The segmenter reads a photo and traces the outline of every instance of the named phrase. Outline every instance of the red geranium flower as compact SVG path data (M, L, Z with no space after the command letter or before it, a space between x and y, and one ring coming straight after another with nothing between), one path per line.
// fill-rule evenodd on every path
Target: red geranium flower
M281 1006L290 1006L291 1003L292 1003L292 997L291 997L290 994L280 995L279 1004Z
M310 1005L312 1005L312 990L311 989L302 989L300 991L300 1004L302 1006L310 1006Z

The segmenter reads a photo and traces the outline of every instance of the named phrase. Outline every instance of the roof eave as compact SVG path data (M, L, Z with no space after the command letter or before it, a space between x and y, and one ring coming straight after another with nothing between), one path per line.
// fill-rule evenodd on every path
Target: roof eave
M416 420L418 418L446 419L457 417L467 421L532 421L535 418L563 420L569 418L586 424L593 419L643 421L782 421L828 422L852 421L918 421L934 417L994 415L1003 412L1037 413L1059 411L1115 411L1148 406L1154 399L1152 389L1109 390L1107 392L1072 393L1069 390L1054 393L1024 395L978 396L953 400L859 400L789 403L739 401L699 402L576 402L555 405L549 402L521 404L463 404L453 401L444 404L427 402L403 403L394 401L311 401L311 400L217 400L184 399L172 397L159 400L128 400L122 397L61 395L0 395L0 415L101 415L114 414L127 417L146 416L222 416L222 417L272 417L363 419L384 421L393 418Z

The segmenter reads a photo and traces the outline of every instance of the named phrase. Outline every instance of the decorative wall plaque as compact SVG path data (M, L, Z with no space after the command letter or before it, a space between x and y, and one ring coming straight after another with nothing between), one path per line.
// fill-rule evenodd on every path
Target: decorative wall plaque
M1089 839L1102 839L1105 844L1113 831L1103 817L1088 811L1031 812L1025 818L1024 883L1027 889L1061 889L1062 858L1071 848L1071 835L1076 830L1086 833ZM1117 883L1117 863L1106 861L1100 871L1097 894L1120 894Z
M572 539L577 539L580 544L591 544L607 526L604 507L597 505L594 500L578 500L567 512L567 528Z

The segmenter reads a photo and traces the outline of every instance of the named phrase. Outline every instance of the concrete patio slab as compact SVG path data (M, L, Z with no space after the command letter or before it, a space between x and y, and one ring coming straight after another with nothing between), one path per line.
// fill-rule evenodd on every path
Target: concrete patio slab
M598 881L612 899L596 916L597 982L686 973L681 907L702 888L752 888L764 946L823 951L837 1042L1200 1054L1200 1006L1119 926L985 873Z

══════

Your objective |
The required output is the line containing "of the concrete" through the last line of the records above, each copied exactly and nothing more.

Written solution |
The segmenter reads a photo and traces the outline of every instance of the named phrase. Outline every instance of the concrete patio slab as compact SVG path data (M, L, Z with no space after the command letter or before it, a space between x and y, and one ring coming straight after another with nothing between), one path per line.
// fill-rule evenodd on every path
Target: concrete patio slab
M598 881L612 899L596 916L597 982L686 973L681 907L702 888L752 888L764 946L823 951L837 1042L1200 1054L1200 1006L1119 926L985 873Z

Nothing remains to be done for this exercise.